TASK REQUIREMENTS:
[A] Name every geographic place mentioned in the passage on cold weather and seniors.
[B] Write the next part of the passage on cold weather and seniors, starting after its final sentence.

TEXT PASSAGE:
#####
Winter weather descended on the Midwest earlier his week, and although the region is certainly no stranger to cold temperatures, this most recent stretch of frigid air is among the chilliest ever on record. A so-called polar vortex brought temperatures as low as 45 below zero to parts of Minnesota and North Dakota, while major hubs like Chicago were around 15 below, The Weather Channel reported. The bone-chilling temperatures should serve as a reminder of the dangers winter poses to seniors. 

At a greater risk
Cold weather affects all people differently, but older adults are typically the most vulnerable to cold-related conditions. For instance, they are particularly susceptible to hypothermia. This is due in large part to the fact that the body's ability to withstand cold tends to decrease with age, according to the National Institute on Aging. With at least two more months of cold weather ahead for much of the U.S., it would be wise for seniors and those who care for them to take a renewed look at how to prevent hypothermia.
#####
SUPPLIED MATERIAL:
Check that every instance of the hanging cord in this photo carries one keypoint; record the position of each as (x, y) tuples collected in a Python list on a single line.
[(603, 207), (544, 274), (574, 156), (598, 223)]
#####
EXPECTED OUTPUTS:
[A] the Midwest, Minnesota, North Dakota, Chicago, the U.S.

[B]
In addition to avoiding exposure to cold temperatures whenever possible, seniors should also think about how they're dressed. For instance, older adults should wear multiple layers of loose clothing because it will help trap warm air between them. Seniors should also talk about their medications with their doctors, because certain drugs can lower the body's temperature as well.

Look for the signs
Along with being proactive when it comes to avoiding hypothermia, caregivers and seniors should be able to recognize the symptoms associated with the condition. According to the NIA, confusion, dizziness and slurred speech are all indicators that something could be wrong. A weak pulse and sleepiness can also be signs. 

Other concerns
Hypothermia is not the only cold weather concern related to healthy aging. Seniors are also at a greater risk for frostbite, especially when the thermometer reading drops significantly below zero. Older adults should only venture outside in such frigid weather if it's absolutely necessary. They should also look out for the symptoms of frostbite, which include pale, gray or blistered skin, as well as a growing feeling of numbness in the extremities.